- _REQUIRED TASKS_
**a.** Which terms does the mNIRS text introduce with an abbreviation in parentheses? Give each full term with its abbreviation.
**b.** Could you turn the paragraph of the mNIRS text beginning "Two common mNIRS variables" into a short bulleted list that keeps its main facts?
**c.** Would you extend the text on muscle near-infrared spectroscopy, picking up right after its last sentence?
━━━━━ TEXT SHOWN
What is muscle near-infrared spectroscopy (mNIRS)?
Muscle near-infrared spectroscopy (mNIRS) is a non-invasive technique that can be used to measure the changes in blood volume and oxygenation responses within the smaller diameter blood vessels in skeletal muscle. This is possible because near infrared light (~700-900 nm) emitted into biological tissues can help determine the oxygenation status of heme-containing compounds such as hemoglobin and myoglobin. Due to the different near infrared light absorption characteristics of hemoglobin and myoglobin, mNIRS has the ability to differentiate between oxygenated heme (oxy(heme)) and deoxygenated heme (deoxy(heme)) within the smaller diameter blood vessels. This is important as gas exchange (e.g., oxygen utilization) occurs in the capillaries, so mNIRS can provide a non-invasive assessment of local oxygen demand within a skeletal muscle during a variety of states (e.g., rest, exercise, recovery).
Two common mNIRS variables that are used by practitioners and discussed in the research are the total heme concentration (total(heme)) and tissue oxygenation saturation (StO2). Total(heme) can be calculated as the sum of oxy(heme) and deoxy(heme) (total(heme) = oxy(heme) + deoxy(heme)). The total(heme) response is often used as an indicator of changes in blood volume within the small diameter blood vessels in skeletal muscle. StO2 can be calculated as the amount of oxy(heme) in relation to the amount of total(heme) (StO2 = {oxy(heme) / total(heme)} x 100%). The StO2 response indicates the oxygenation levels within the small diameter blood vessels and is thought of as a balance between oxygen delivery and oxygen utilization. The total(heme) and StO2 responses during exercise are commonly expressed as a change from resting baseline measurements, especially when using continuous wave mNIRS systems.
How can muscle near-infrared spectroscopy (mNIRS) be used?
Exercise Threshold Detection Assessments
mNIRS has been used to non-invasively detect certain aerobic thresholds and these mNIRS-derived thresholds have been compared to other ventilatory and lactate threshold measurement techniques. A recent systematic review and meta-analysis showed that mNIRS-derived thresholds had higher reliability when detecting the second ventilatory/lactate threshold compared to the first ventilatory/lactate threshold. These results might allow practitioners to use mNIRS in assessing the second ventilatory/lactate threshold with more sport- or activity-specific testing methodologies and be able to monitor potential threshold changes in response to a training program.
━━━━━━━━━━
━━━━━ DATA SECTION
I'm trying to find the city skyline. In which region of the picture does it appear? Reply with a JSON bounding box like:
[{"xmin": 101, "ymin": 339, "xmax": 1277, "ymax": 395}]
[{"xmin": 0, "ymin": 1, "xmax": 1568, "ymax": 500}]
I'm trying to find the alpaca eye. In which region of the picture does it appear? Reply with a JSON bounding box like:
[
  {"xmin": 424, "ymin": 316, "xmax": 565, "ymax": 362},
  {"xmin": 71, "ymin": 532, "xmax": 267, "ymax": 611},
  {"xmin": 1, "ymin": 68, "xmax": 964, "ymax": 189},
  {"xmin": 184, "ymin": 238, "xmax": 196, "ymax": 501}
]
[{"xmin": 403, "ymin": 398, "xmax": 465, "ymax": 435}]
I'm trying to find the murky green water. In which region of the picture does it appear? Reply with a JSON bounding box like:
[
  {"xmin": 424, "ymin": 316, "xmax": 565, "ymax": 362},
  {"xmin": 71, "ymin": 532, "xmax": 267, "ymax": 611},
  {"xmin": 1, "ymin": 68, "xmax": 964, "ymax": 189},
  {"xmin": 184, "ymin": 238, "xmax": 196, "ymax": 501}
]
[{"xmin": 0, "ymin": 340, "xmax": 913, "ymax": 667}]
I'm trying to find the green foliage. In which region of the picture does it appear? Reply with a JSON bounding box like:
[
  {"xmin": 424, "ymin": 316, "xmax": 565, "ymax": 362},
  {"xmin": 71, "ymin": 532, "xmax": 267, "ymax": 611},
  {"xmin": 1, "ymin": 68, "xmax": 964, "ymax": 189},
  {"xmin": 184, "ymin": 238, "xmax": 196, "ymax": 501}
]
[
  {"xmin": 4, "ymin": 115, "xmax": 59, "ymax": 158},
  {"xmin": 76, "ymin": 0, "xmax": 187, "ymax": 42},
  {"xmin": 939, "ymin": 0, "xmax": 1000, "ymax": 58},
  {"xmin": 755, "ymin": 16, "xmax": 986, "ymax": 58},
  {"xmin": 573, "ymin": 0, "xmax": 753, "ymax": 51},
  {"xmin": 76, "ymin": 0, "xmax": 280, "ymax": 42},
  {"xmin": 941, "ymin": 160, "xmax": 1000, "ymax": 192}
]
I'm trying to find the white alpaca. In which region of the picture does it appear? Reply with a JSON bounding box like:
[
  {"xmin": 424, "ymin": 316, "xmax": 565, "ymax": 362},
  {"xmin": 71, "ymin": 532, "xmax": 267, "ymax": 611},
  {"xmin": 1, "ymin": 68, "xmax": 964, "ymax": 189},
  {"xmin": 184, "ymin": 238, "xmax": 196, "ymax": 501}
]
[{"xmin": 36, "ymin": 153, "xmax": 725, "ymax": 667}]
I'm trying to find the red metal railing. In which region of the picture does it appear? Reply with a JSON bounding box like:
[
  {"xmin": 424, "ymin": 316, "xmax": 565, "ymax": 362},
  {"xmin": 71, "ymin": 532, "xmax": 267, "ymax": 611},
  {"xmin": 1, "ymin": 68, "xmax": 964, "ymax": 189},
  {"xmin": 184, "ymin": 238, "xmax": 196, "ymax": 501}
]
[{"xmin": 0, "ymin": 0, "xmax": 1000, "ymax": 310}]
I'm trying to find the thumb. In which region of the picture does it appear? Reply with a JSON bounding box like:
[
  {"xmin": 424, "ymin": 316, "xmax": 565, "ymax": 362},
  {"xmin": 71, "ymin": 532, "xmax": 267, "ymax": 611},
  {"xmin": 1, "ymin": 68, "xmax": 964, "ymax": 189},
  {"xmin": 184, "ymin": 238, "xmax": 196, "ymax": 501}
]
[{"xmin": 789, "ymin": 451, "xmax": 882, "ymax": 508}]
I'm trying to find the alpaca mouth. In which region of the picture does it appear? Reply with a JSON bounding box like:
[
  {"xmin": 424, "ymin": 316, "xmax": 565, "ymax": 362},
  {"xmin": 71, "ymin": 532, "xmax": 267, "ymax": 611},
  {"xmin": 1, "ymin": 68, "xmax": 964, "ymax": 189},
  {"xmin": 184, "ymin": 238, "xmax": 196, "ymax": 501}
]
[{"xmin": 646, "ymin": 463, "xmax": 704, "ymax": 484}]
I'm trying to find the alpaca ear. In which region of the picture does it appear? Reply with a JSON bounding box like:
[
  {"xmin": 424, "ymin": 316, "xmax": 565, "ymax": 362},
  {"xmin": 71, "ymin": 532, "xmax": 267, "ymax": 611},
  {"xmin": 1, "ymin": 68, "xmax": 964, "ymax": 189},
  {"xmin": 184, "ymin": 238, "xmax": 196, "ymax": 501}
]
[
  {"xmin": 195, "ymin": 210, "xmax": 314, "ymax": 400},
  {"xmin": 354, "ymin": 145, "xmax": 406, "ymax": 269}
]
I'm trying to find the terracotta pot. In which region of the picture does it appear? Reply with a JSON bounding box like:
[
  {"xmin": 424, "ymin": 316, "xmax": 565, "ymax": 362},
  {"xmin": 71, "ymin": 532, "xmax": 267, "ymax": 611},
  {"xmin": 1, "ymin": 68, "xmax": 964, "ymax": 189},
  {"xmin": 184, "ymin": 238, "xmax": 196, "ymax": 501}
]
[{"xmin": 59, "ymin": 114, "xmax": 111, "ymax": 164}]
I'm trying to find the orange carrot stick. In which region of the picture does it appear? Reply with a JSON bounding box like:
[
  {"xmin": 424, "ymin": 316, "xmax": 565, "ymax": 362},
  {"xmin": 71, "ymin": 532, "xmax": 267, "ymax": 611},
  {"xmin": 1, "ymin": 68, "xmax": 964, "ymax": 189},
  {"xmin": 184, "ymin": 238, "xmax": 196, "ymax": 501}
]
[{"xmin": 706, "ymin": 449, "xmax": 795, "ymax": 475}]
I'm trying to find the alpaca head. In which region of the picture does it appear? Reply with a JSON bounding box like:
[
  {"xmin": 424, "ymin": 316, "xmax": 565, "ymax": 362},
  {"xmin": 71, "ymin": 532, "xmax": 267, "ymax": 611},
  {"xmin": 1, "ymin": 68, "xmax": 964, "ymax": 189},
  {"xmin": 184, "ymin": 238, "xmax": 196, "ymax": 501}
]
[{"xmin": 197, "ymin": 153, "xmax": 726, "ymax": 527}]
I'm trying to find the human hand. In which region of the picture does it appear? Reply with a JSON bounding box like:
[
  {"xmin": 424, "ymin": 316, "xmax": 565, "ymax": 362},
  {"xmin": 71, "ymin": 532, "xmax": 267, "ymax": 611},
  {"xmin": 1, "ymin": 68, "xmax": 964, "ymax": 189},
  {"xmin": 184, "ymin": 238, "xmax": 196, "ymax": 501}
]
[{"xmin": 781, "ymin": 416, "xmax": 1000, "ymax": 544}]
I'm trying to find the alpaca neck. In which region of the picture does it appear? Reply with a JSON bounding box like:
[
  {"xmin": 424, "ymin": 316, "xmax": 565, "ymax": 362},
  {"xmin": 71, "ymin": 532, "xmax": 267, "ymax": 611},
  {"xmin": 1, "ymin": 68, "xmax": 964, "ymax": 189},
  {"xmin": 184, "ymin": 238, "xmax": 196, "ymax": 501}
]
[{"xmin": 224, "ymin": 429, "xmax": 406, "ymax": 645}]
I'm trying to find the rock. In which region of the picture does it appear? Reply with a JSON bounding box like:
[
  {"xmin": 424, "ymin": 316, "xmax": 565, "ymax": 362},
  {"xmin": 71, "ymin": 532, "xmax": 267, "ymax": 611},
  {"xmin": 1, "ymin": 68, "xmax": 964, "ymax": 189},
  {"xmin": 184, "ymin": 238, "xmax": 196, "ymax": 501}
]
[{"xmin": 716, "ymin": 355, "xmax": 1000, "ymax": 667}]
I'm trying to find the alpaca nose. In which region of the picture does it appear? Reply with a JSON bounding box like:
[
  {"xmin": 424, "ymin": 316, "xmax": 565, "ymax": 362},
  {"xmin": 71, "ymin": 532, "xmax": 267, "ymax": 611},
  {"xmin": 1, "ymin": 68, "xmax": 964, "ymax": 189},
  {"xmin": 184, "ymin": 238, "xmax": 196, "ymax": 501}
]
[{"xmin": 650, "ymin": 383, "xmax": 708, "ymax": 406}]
━━━━━━━━━━
- _TASK-BY-TASK ANSWERS_
**a.**
- muscle near-infrared spectroscopy (mNIRS)
- oxygenated heme (oxy(heme))
- deoxygenated heme (deoxy(heme))
- total heme concentration (total(heme))
- tissue oxygenation saturation (StO2)

**b.**
- Two mNIRS variables are widely used by practitioners and discussed in research: total heme concentration (total(heme)) and tissue oxygenation saturation (StO2).
- Total(heme) = oxy(heme) + deoxy(heme). It often indicates changes in blood volume in the small diameter blood vessels of skeletal muscle.
- StO2 = {oxy(heme) / total(heme)} x 100%. It indicates oxygenation levels in those vessels and is thought of as a balance between oxygen delivery and oxygen utilization.
- During exercise, both responses are commonly expressed as a change from resting baseline measurements, especially with continuous wave mNIRS systems.

**c.**
Occlusion Tests
There are two types of occlusion tests that have been used with mNIRS; the vascular occlusion test (VOT) to non-invasively assess microvascular function and an intermittent occlusion protocol to non-invasively assess mitochondrial function. A recent investigation used mNIRS during the VOT and observed that the microvascular function measurement had good between-session reliability and that microvascular function was maintained subsequent to an acute bout of blood flow restriction walking. Additionally, mNIRS has been used during an intermittent occlusion protocol to assess the oxy(heme) and deoxy(heme) recovery time constants after muscle contraction which represents mitochondrial function. This mNIRS intermittent occlusion protocol has been shown to produce moderate reliability in assessing the oxy(heme) and deoxy(heme) recovery time constants (e.g., mitochondrial function). With all results taken together, practitioners could use the mNIRS to non-invasively evaluate microvascular function or mitochondrial function in different populations (e.g., clinical populations versus healthy populations) or to test for potential changes in response to a training program.
Conclusion
mNIRS provides practitioners with a non-invasive and reliable measurement technique to evaluate various physiological attributes (thresholds, microvascular function, mitochondrial function). The portability and non-invasive qualities of mNIRS technology make these assessments more convenient for practitioners to perform and could allow more sport- or activity-specific measurements to be collected.
Trent E. Cayot, PhD, CSCS, EPis an associate professor and the Human Performance Laboratory director within the Department of Kinesiology Health and Sport Sciences at the University of Indianapolis. He is currently a member of ACSM’s Communications and Public Information (CPI) committee. He previously served as the President of the Midwest Chapter of ACSM. Dr. Cayot has used near-infrared spectroscopy techniques to investigate the impacts of exercise on skeletal muscle microvascular oxygenation responses in athletic, general population, and clinical populations.